··· Passage shown

The movie business is ready to shake off 2020 and the world-shattering pandemic that fundamentally altered the way films are made, distributed and enjoyed. But before the box office can roar back to life, there are still major issues that Hollywood is grappling with, involving everything from cinemas’ red-ink-filled balance sheets to the evolution of studios’ comic book universes.
Here are five big questions facing the film industry as it looks to turn the page on an annus horribilis.
Can movie theaters stay solvent?
AMC, Cineworld and, to a lesser extent, Cinemark, piled on the debt in recent years as they acquired competitors and tore up theaters to replace old seats with luxury recliners. That left them with a smaller rainy day fund when the deluge of misfortune that was coronavirus hit last spring. AMC has already warned investors that it needed an additional $750 million to avoid filing for bankruptcy this year, while Cineworld, which owns Regal Cinemas in the U.S., shut down locations in the Europe and North America as a way of staving off insolvency. Smaller, independently owned theaters that aren’t publicly traded are also facing closure, though they may get some federal help from Save Our Stages, which the big chains won’t be eligible to receive. With the vaccine rollout so far going slower than expected, can movie theaters keep afloat until moviegoing comes back in a big way? The smart money is that at least one of these chains will find themselves in Chapter 11 unless the situation starts improving fast.

······
··· Stored data

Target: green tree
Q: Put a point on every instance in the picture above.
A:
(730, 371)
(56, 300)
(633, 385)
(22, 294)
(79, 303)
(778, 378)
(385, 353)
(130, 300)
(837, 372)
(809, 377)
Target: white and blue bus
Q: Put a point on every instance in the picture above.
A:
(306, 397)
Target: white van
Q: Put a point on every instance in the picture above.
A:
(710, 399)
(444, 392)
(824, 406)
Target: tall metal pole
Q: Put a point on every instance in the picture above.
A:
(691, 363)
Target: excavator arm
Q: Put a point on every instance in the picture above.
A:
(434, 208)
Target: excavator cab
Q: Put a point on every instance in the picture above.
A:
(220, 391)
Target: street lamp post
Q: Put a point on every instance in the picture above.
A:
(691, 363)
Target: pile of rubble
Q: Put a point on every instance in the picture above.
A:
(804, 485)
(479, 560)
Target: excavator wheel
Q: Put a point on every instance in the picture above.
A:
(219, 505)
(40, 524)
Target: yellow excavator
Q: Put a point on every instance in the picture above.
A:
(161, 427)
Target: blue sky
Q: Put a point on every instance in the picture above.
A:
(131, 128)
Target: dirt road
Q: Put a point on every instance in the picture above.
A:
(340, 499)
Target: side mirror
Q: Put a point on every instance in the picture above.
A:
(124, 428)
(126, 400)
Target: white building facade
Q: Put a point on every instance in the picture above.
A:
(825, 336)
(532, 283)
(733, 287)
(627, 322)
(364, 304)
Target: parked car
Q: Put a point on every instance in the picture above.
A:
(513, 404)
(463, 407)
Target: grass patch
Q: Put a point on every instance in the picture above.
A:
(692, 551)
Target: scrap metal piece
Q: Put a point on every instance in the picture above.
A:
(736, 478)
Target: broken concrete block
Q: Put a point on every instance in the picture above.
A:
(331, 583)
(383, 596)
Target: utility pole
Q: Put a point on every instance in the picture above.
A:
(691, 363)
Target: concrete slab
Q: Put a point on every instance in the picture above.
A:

······

▶ _Task 1_:
According to the film industry article, why did AMC, Cineworld and Cinemark have a smaller rainy day fund when the coronavirus hit? Answer in one to three sentences.
▶ _Task 2_:
Carry the film industry article forward from its last sentence.
The records have nothing to do with the film industry article.

▶ _Answer area 1_:
They had piled on debt in recent years by acquiring competitors and tearing up theaters to replace old seats with luxury recliners. That borrowing left them with less in reserve when the pandemic struck last spring.

▶ _Answer area 2_:
Will China still be a big source of box office?
In a twist straight out of a Hollywood movie, China mounted a mid-summer box office revival without much help from Tinseltown at all. To be sure, “Mulan,” “Tenet” and “Wonder Woman 1984” all played in Chinese movie theaters, but local titles like war epic “The Eight Hundred,” an animated film “Jiang Ziya: The Legend of Deification” and the patriotic anthology “My People, My Homeland” largely drove ticket sales and propelled the country’s box office revenues above those in North America for the first time in history. (Of course, it’s hard to directly compare the two markets because the U.S. has yet to control coronavirus, stifling a national return to moviegoing). However, the question of whether China will maintain its box office dominance in 2021 lingers. Plus, in case you haven’t been watching the news, tensions between America and China are at an all-time high, which could mean that Hollywood fare isn’t as passionately embraced by audiences in the People’s Republic.
Will there be a summer movie season?
There’s no telling when moviegoing will return to normal, or what “normal” even means in a post-pandemic world. Presently, only 35% of North American movie theaters are open and ticket sales have been hovering at an all-time low. That puts the future of summer movie season, the stretch between Memorial Day and Labor Day that typically drives 40% of the yearly box office, in jeopardy. Normally, new blockbusters debut nearly every weekend of the summer. But given the constantly fluid release calendar, it’s unclear if prime summer premiere dates — including “F9” on May 28, “Ghostbusters: Afterlife” on June 11, “Top Gun Maverick” on July 2 or “Shang-Chi and the Legend of the Ten Rings” on July 9 — will stick. Studios may have to spread the wealth throughout the year in months removed from popcorn season to avoid a pileup as patrons start to feel comfortable returning to theaters.
Will coronavirus change the kinds of movies that are popular?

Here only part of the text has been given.